[PETIKAN TEKS]:
- - -

Indonesia mempunyai peluang yang besar dalam pengembangan industri pengolahan kopi, sebab mempunyai kekayaan sumber daya alam sebagai potensi bahan baku dan didukung pasar yang besar. Maka dari itu butuh upaya strategis seperti hilirisasi dalam rangka meningkatkan nilai tambah produk kopi Indonesia.
“Selama ini, kebijakan hilirisasi industri sudah memberikan multiplier effect yang luas bagi perekonomian nasional, mulai dari meningkatnya penerimaan devisa sampai penyerapan kerja,” ungkap Kepala Badan Pengembangan Sumber Daya Manusia Industri (BPSDMI) Kementerian Perindustrian, Arus Gunawan di Jakarta, Jumat(22/7).
Kepala BPSDMI mengungkapkan, hilirisasi industri dapat berjalan baik sebab salah satunya ditopang dengan ketersediaan sumber daya manusia (SDM) yang kompeten. Hal ini berkaitan guna pemanfaatan teknologi dan dalam usaha menciptakan inovasi. “Dengan terpenuhinya aspek-aspek itu, kita optimistis industri nasional dapat lebih berdaya saing global. Terlebih lagi, industri merupakan motor penggerak utama perekonomian nasional,” ujarnya.

- - -

[DATA TERSEDIA]:
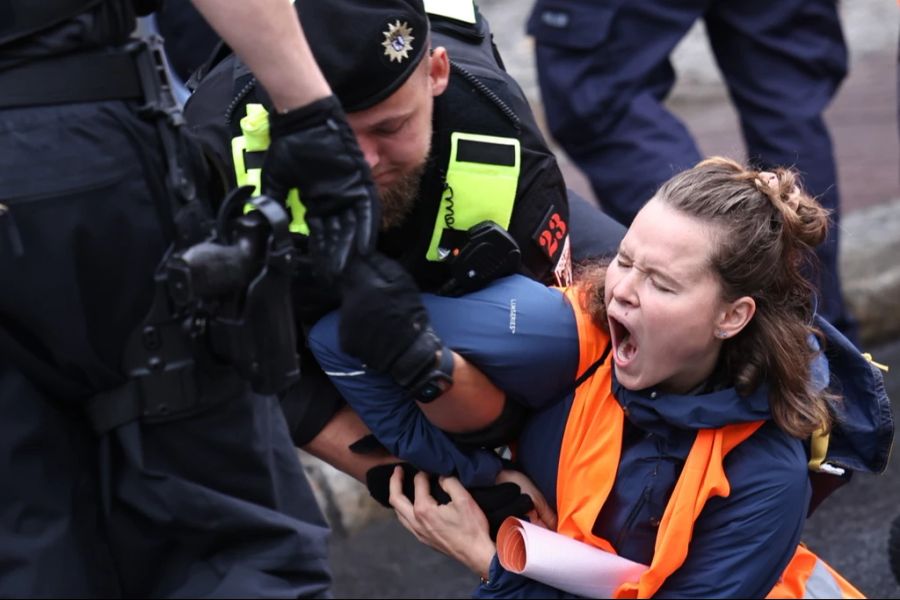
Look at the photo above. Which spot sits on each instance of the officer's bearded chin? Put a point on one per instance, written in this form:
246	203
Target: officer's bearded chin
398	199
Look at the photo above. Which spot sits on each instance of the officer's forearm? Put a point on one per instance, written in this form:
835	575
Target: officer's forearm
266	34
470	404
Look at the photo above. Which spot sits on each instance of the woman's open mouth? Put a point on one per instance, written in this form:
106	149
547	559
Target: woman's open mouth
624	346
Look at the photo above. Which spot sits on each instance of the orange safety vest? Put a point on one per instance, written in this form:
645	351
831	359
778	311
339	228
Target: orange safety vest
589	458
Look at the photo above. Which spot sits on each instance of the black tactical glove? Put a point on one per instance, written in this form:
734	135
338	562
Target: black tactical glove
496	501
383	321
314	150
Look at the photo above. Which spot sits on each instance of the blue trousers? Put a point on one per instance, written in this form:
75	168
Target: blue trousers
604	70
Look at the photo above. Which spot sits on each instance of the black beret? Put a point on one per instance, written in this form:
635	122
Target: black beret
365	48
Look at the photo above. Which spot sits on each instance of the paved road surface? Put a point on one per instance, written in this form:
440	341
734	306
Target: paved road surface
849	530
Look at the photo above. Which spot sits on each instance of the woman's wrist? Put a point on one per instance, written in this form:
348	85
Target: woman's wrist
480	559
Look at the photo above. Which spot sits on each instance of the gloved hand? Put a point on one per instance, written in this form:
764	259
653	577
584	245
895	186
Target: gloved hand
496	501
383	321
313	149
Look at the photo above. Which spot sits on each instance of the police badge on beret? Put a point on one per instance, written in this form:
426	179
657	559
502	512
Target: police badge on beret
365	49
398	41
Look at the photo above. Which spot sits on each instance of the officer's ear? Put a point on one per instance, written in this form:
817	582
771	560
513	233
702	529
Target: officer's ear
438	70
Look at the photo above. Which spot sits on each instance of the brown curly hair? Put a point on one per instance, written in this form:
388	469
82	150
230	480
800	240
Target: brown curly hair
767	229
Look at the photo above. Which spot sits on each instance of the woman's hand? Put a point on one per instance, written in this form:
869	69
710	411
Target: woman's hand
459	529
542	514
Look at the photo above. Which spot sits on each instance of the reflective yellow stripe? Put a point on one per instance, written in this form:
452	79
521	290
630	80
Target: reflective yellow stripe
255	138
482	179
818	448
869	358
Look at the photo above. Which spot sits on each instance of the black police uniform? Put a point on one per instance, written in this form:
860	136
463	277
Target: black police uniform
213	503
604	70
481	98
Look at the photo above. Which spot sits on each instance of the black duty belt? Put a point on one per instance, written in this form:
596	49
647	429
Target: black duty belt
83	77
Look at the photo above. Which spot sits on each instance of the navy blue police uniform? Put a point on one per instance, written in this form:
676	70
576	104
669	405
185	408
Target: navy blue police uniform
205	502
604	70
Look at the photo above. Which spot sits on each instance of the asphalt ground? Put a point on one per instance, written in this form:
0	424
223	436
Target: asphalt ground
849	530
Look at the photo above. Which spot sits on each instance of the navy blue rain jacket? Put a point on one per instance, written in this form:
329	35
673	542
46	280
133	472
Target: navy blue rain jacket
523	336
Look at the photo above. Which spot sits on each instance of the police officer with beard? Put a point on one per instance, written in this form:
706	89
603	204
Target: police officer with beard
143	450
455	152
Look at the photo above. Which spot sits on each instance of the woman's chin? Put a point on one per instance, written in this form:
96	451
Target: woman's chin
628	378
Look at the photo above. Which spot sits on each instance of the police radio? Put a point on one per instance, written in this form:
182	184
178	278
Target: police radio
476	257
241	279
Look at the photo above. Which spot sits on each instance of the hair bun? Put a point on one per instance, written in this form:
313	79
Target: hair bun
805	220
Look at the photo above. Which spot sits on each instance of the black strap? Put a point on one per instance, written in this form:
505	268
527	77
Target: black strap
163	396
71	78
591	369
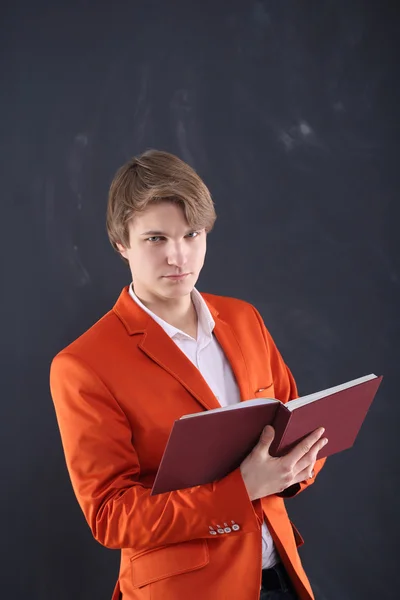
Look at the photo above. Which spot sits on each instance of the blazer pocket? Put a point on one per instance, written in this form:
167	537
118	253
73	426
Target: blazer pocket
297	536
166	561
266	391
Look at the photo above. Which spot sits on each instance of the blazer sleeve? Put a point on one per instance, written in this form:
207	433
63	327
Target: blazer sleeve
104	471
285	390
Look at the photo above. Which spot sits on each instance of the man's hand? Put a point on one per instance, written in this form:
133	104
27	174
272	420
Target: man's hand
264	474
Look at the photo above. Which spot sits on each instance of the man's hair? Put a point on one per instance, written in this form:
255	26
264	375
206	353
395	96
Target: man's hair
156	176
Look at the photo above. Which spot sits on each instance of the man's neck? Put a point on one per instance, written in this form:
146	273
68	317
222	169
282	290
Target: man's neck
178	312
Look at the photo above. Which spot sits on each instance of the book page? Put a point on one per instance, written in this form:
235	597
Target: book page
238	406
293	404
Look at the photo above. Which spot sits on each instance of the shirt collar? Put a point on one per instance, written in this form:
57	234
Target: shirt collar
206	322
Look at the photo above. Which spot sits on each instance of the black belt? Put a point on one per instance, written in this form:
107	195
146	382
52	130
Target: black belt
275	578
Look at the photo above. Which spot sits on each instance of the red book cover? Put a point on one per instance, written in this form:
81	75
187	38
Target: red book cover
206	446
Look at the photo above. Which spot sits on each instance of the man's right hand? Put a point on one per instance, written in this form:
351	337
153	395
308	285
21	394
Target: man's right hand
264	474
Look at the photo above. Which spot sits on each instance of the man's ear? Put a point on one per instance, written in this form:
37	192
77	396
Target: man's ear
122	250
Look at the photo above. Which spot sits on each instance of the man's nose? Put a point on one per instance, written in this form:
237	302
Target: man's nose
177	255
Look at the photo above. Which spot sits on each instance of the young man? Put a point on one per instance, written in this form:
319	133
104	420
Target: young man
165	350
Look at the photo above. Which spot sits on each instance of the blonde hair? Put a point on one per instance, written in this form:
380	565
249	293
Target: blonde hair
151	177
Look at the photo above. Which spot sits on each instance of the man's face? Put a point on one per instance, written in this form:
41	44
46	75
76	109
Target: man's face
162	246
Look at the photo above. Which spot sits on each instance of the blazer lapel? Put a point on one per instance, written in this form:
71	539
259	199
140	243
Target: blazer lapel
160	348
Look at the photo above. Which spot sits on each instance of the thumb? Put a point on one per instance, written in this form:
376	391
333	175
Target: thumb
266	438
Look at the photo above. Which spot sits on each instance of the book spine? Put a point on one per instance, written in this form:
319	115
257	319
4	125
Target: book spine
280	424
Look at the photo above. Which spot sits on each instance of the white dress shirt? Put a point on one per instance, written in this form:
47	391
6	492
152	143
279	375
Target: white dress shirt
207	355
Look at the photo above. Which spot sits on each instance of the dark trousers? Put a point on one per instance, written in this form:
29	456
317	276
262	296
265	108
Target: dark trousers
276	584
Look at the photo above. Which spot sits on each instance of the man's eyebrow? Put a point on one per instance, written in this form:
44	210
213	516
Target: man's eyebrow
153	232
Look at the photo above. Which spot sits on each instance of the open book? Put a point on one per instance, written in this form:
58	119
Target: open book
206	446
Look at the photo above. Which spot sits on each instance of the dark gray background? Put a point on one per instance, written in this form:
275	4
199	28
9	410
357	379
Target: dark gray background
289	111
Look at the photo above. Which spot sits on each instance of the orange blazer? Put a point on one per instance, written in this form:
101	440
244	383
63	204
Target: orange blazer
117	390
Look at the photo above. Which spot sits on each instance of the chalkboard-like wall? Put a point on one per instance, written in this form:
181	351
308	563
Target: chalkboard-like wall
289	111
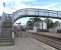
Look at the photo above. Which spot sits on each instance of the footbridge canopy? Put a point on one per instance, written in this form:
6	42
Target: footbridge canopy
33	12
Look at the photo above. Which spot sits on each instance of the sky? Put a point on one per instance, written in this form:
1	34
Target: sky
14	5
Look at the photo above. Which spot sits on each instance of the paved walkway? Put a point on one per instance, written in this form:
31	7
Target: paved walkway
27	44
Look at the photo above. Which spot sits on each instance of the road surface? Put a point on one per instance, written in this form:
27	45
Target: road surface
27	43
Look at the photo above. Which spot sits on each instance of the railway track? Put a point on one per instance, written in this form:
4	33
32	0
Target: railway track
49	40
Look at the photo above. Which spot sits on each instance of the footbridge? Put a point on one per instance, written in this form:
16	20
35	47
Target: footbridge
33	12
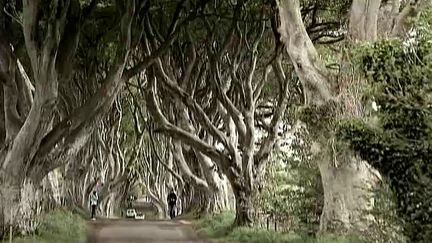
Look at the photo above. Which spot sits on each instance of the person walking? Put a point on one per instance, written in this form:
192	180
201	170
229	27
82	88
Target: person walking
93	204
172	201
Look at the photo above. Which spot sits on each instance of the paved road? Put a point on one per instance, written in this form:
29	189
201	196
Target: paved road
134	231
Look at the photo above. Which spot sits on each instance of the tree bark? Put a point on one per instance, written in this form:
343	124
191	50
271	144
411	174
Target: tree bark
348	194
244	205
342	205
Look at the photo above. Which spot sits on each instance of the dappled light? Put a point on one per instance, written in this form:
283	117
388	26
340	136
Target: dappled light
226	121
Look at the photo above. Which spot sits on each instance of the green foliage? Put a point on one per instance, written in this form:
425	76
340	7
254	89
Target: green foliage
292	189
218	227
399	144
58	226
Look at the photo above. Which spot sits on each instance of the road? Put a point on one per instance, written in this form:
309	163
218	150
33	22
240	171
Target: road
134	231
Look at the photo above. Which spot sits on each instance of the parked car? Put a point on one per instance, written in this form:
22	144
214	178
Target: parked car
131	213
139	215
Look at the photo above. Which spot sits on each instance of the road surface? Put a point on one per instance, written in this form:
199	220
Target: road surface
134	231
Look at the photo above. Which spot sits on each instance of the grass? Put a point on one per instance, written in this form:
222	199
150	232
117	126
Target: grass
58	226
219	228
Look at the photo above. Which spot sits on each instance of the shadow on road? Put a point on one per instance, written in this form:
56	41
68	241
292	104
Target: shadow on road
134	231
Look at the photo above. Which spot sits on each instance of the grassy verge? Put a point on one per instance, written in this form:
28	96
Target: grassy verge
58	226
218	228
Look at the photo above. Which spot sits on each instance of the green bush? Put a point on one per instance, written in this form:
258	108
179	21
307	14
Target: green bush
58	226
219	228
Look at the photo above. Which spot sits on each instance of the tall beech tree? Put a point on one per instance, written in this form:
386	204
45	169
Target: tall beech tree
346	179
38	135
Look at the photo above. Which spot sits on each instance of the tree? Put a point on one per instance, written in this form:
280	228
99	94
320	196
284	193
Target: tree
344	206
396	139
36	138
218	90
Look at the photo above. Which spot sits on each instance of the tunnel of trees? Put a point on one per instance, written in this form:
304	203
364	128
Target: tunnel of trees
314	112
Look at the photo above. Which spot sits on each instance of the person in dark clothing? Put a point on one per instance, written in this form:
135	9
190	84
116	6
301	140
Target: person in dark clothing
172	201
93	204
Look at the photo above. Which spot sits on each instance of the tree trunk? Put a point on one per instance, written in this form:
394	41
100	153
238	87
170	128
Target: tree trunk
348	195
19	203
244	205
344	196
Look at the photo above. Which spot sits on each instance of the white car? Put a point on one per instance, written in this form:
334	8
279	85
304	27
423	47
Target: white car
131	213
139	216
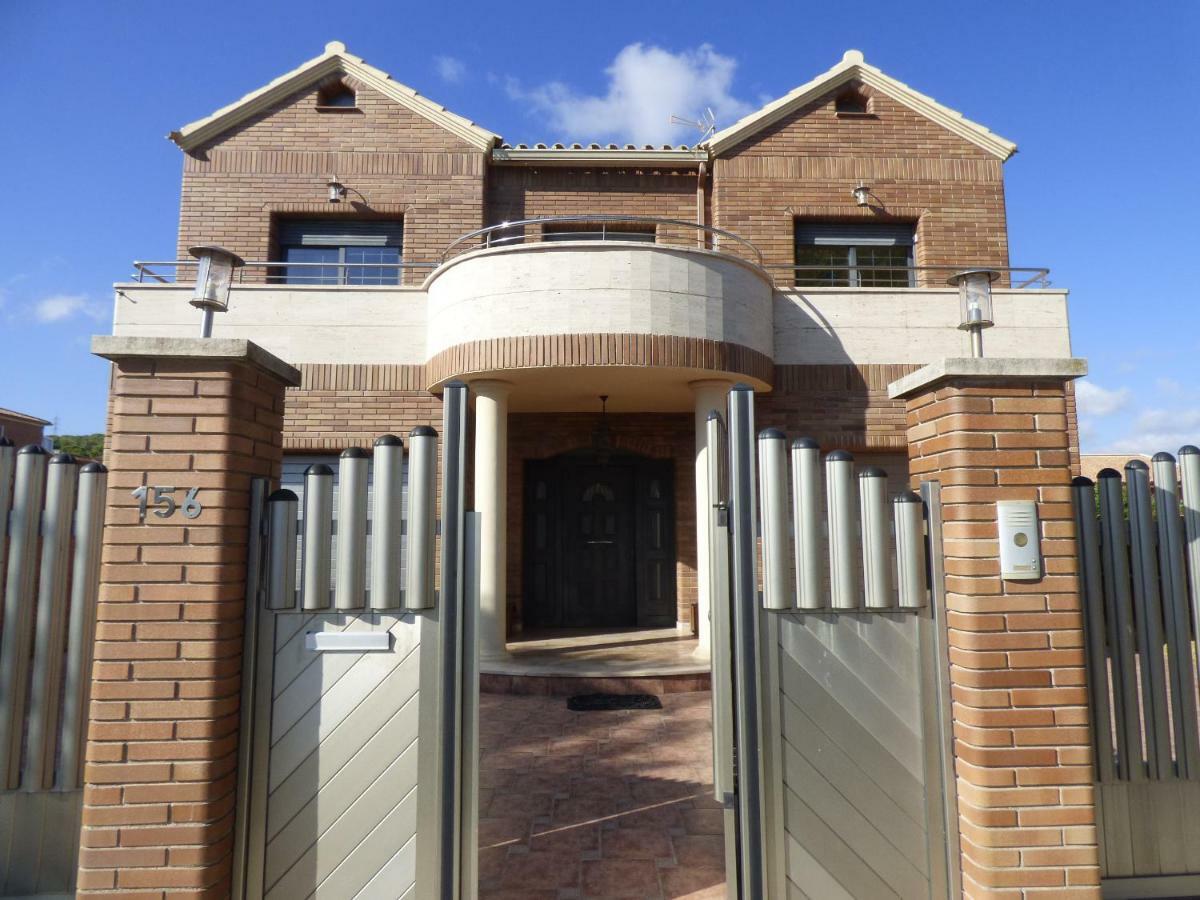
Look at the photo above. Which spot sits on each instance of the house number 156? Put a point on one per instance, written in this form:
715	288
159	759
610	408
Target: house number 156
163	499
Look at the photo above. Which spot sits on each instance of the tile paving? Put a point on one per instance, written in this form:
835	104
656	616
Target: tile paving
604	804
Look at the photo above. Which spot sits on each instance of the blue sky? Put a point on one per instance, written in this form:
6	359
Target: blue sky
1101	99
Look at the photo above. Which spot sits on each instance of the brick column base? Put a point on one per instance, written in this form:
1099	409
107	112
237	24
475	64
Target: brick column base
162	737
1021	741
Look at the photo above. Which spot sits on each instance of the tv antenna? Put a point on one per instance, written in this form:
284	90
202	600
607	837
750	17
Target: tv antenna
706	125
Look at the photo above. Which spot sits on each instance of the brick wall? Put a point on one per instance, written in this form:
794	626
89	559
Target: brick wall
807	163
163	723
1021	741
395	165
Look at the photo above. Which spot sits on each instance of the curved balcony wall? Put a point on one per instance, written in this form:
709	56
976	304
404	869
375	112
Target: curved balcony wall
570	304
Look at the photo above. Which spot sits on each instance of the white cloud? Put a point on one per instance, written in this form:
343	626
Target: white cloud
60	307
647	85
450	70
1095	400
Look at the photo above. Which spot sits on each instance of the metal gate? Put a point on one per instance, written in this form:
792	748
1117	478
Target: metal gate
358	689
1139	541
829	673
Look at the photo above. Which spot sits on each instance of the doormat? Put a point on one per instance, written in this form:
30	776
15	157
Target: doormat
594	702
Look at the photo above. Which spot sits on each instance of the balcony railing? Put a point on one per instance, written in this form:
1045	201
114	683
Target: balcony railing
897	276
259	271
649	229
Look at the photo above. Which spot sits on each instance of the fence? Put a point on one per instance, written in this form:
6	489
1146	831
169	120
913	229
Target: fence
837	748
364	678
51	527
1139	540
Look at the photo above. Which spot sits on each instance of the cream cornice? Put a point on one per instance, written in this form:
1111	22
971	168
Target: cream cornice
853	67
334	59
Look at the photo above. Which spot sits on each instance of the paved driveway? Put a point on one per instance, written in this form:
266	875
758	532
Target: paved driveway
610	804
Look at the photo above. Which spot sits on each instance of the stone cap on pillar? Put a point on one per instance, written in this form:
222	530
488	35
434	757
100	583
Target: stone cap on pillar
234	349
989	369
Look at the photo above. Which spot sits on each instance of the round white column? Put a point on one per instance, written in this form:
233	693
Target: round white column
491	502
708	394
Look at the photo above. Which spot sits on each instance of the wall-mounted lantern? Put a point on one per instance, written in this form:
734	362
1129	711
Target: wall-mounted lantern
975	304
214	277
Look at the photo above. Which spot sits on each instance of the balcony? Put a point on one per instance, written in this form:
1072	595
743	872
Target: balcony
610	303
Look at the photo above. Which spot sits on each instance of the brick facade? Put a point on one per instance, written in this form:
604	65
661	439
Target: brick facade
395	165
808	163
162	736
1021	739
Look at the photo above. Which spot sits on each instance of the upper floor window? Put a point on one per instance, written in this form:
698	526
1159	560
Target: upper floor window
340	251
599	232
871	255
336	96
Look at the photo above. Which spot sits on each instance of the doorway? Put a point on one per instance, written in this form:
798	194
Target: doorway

- - -

[TUGAS ANDA]:
• a. Kutip tanpa perubahan bagian teks tentang hilirisasi industri kopi, mulai dari "Indonesia mempunyai peluang" sampai dengan "produk kopi Indonesia.".
• b. Tuliskan lanjutan teks tentang hilirisasi industri kopi, dimulai setelah kalimat terakhirnya.

[JAWABAN TIAP TUGAS]:
• a.
Indonesia mempunyai peluang yang besar dalam pengembangan industri pengolahan kopi, sebab mempunyai kekayaan sumber daya alam sebagai potensi bahan baku dan didukung pasar yang besar. Maka dari itu butuh upaya strategis seperti hilirisasi dalam rangka meningkatkan nilai tambah produk kopi Indonesia.

• b.
Untuk menunjang kinerja industri pengolahan kopi, BPSDMI Kemenperin mempunyai program Diklat 3 in 1 Pengolahan dan Penyajian Kopi (Barista). Diklat 3 in 1 mencapuk pelatihan, sertifikasi dan penempatan kerja di industri.
Program Diklat 3 in 1 Barista sudah diadakan beberapa waktu lalu oleh BDI Makassar yang bekerjasama dengan Balai Besar Standardisasi dan Pelayanan Jasa Industri Hasil Perkebunan, Mineral Logam dan Maritim (BBIHPMM) Kemenperin dan Pemerintah Provinsi Lampung.
“Peningkatan skill melalui Diklat 3 in 1 ini sangat dibutuhkan guna menunjang industri pengolahan kopi yang cukup besar, khususnya di Lampung,” ungkap Arus. Berdasarkan data BPS tahun 2021, perekonomian di Provinsi Lampung salah satunya dikontribusikan oleh industri pengolahan sebesar 19,65 persen.
“Total produksi kopi di Indonesia di tahun 2021 sebesar 774.600 ton, dengan Sumatera Selatan sebagai penyumbang terbesar sejumlah 201.000 ton, lalu disusul Lampung sebesar 118.000 ton,” ujarnya.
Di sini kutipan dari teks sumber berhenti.